• **TO DO**
Restate the data word for word. Leave the pictures out.

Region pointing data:
☆ ☆ ☆ ☆ ☆
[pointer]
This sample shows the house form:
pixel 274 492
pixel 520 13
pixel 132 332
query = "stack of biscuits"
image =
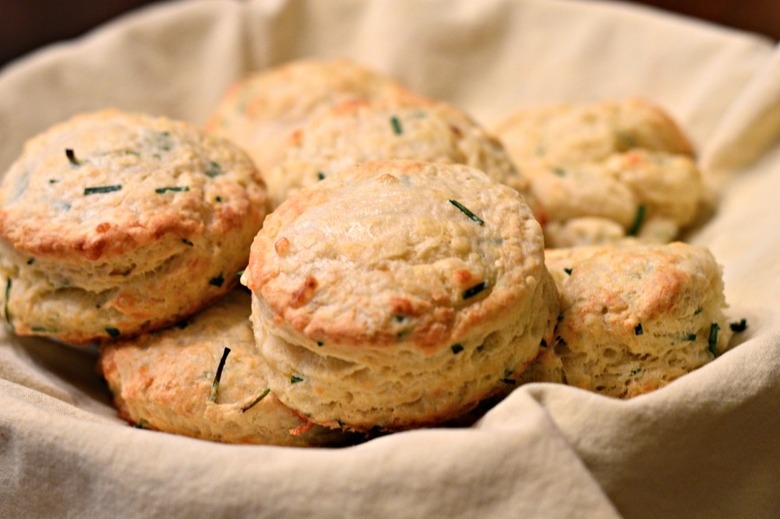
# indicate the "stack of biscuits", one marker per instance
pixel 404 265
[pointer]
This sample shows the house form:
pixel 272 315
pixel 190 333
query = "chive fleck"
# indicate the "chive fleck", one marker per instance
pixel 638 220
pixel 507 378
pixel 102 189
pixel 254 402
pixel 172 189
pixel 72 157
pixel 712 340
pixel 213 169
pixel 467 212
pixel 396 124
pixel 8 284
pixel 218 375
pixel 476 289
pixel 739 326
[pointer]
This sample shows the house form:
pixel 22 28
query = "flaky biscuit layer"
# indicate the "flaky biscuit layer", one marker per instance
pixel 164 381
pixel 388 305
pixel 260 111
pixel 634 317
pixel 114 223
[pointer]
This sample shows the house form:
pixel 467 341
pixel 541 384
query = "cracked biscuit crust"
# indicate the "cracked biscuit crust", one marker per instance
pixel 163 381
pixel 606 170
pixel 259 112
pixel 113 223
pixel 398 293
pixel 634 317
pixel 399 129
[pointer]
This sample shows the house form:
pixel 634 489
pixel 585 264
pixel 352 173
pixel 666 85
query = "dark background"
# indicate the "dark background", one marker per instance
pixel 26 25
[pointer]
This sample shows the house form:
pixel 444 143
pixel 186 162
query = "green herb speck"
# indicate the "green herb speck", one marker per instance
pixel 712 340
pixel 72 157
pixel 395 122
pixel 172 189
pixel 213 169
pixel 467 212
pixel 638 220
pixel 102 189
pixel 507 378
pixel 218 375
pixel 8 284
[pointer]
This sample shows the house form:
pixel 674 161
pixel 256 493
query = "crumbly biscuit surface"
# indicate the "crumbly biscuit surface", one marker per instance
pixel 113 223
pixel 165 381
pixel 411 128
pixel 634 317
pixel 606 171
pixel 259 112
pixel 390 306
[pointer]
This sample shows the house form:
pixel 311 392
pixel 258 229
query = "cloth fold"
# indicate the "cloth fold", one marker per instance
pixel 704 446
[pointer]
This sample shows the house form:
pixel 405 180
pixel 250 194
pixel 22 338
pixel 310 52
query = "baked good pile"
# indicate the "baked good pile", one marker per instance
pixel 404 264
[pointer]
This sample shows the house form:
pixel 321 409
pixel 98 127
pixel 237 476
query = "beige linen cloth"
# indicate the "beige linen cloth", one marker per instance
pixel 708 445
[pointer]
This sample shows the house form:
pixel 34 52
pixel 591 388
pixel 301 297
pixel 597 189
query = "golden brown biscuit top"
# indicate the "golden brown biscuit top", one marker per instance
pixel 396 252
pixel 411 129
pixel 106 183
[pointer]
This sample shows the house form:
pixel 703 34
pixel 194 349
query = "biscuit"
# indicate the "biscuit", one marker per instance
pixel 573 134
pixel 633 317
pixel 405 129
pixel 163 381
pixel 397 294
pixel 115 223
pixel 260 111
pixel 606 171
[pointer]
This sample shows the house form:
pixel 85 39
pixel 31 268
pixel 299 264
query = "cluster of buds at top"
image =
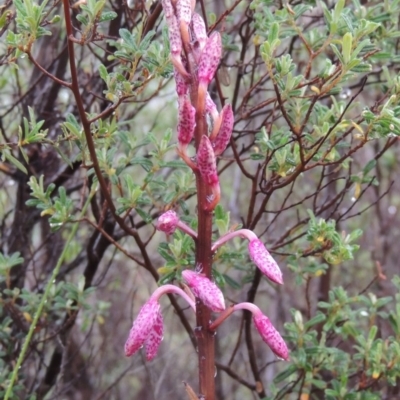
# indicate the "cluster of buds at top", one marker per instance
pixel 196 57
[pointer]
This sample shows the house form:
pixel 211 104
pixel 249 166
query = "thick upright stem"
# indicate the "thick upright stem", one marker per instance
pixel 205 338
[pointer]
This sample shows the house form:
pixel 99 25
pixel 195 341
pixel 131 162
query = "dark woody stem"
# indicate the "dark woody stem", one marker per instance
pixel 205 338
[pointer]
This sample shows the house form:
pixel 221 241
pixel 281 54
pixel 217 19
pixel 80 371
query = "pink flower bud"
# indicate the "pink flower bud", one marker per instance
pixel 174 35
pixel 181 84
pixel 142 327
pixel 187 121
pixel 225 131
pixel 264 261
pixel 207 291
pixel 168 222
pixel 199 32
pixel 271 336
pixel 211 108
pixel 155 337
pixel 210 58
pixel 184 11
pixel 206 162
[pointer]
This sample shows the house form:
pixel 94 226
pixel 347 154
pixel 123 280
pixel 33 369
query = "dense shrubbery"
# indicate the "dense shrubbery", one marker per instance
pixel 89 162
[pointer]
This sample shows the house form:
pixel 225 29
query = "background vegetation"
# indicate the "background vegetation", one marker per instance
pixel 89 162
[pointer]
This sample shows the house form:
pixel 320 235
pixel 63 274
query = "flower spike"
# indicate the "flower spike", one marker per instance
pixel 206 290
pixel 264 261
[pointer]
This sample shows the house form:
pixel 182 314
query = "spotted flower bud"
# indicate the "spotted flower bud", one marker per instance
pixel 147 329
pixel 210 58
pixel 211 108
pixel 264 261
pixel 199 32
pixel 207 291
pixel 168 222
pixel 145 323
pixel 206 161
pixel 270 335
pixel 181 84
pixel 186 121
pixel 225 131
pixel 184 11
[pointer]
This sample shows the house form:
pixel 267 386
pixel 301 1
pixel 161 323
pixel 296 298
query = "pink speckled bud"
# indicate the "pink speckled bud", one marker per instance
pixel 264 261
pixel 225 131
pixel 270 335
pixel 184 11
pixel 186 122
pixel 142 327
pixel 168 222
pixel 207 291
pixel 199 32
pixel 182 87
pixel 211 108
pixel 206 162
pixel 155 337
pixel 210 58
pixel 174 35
☆ ☆ ☆ ☆ ☆
• **RESPONSE AREA**
[pointer]
This sample shows the house form:
pixel 274 492
pixel 520 13
pixel 132 332
query = "stack of biscuits"
image =
# indicate the "stack of biscuits", one marker per instance
pixel 404 265
[pointer]
This sample shows the house form:
pixel 272 315
pixel 190 333
query = "chive fleck"
# indicate the "chive fleck", one marker per instance
pixel 638 220
pixel 507 378
pixel 102 189
pixel 254 402
pixel 172 189
pixel 72 157
pixel 712 340
pixel 213 169
pixel 467 212
pixel 396 124
pixel 8 284
pixel 218 375
pixel 476 289
pixel 739 326
[pointer]
This sample shows the house form:
pixel 22 28
query = "flaky biscuit layer"
# indicate the "flaky biscuit layer", one marker per instance
pixel 164 381
pixel 388 305
pixel 260 111
pixel 634 317
pixel 114 223
[pointer]
This sample shows the house form:
pixel 467 341
pixel 541 384
query = "cracked biscuit crust"
# indicate the "cracked biscuit crust", one marker per instance
pixel 163 381
pixel 606 170
pixel 259 112
pixel 113 223
pixel 398 293
pixel 634 317
pixel 399 129
[pointer]
This sample shows the house form:
pixel 634 489
pixel 585 264
pixel 352 173
pixel 666 85
query = "dark background"
# indicate the "dark background", one marker per instance
pixel 26 25
[pointer]
This sample shows the house form:
pixel 444 143
pixel 186 162
query = "green herb speck"
# indicate the "green herb speck", one marker per instance
pixel 712 340
pixel 72 157
pixel 395 122
pixel 172 189
pixel 213 169
pixel 467 212
pixel 638 220
pixel 102 189
pixel 507 378
pixel 218 375
pixel 8 284
[pointer]
This sample shows the house form:
pixel 674 161
pixel 256 493
query = "crumbly biscuit surface"
# indicate the "crumbly biscuit surface", one marker per instance
pixel 113 223
pixel 165 381
pixel 411 128
pixel 634 317
pixel 606 171
pixel 259 112
pixel 390 306
[pointer]
This sample shows the house form:
pixel 311 392
pixel 258 229
query = "cloth fold"
# indicate the "cloth fold", one marker per instance
pixel 704 446
[pointer]
This sample shows the house form:
pixel 405 180
pixel 250 194
pixel 22 338
pixel 310 52
query = "baked good pile"
# indicate the "baked good pile", one marker per instance
pixel 404 264
[pointer]
This sample shows the house form:
pixel 321 409
pixel 98 127
pixel 237 476
query = "beige linen cloth"
# indicate the "beige linen cloth", one marker per instance
pixel 708 445
[pointer]
This sample shows the house form:
pixel 34 52
pixel 591 388
pixel 301 297
pixel 597 189
query = "golden brown biscuit top"
# indicate the "golden brown biscuit top", one marker per instance
pixel 396 252
pixel 411 129
pixel 106 183
[pointer]
This sample shows the house form:
pixel 703 34
pixel 194 349
query = "biscuit"
# indicate the "biscuit", one marker per instance
pixel 573 134
pixel 633 317
pixel 405 129
pixel 163 381
pixel 397 294
pixel 115 223
pixel 260 111
pixel 606 171
[pointer]
This sample shows the house form:
pixel 85 39
pixel 31 268
pixel 299 264
query = "cluster of buds at top"
image =
# indicate the "cluster of buds at top", one marker per instance
pixel 196 57
[pointer]
This sample shows the house form:
pixel 211 104
pixel 249 166
query = "thick upright stem"
# indicate the "thick upright stem", one marker per instance
pixel 205 338
[pointer]
This sample shows the house form:
pixel 99 25
pixel 195 341
pixel 131 162
query = "dark woody stem"
# indicate the "dark woody stem", one marker per instance
pixel 205 338
[pointer]
This sample shows the house form:
pixel 221 241
pixel 281 54
pixel 217 19
pixel 80 371
query = "pink flower bud"
# indicate the "pink flower bud", one marker per instance
pixel 174 35
pixel 181 84
pixel 142 327
pixel 187 121
pixel 225 131
pixel 264 261
pixel 207 291
pixel 168 222
pixel 199 32
pixel 271 336
pixel 211 108
pixel 155 337
pixel 210 58
pixel 184 11
pixel 206 162
[pointer]
This sample shows the house form:
pixel 94 226
pixel 347 154
pixel 123 280
pixel 33 369
query = "dense shrubbery"
# indicate the "dense shrubbery", one marker per instance
pixel 89 162
[pointer]
This sample shows the house form:
pixel 225 29
query = "background vegetation"
# indicate the "background vegetation", one marker per instance
pixel 89 162
[pointer]
This sample shows the house form:
pixel 320 235
pixel 63 274
query = "flower spike"
# indicate the "flower spike", one marker per instance
pixel 206 290
pixel 264 261
[pointer]
This sample shows the house form:
pixel 182 314
query = "spotted flower bud"
# indicate the "spotted flower bud", one marker per instance
pixel 147 329
pixel 210 58
pixel 211 108
pixel 264 261
pixel 199 32
pixel 207 291
pixel 168 222
pixel 145 323
pixel 206 161
pixel 270 335
pixel 181 84
pixel 186 121
pixel 225 131
pixel 184 11
[pointer]
This sample shows the house form:
pixel 267 386
pixel 301 1
pixel 161 323
pixel 296 298
query = "pink speckled bud"
# indicate the "pink speckled bud", one marker per instance
pixel 264 261
pixel 225 131
pixel 270 335
pixel 184 11
pixel 186 122
pixel 142 327
pixel 168 222
pixel 207 291
pixel 199 32
pixel 182 87
pixel 211 108
pixel 206 162
pixel 155 337
pixel 210 58
pixel 174 35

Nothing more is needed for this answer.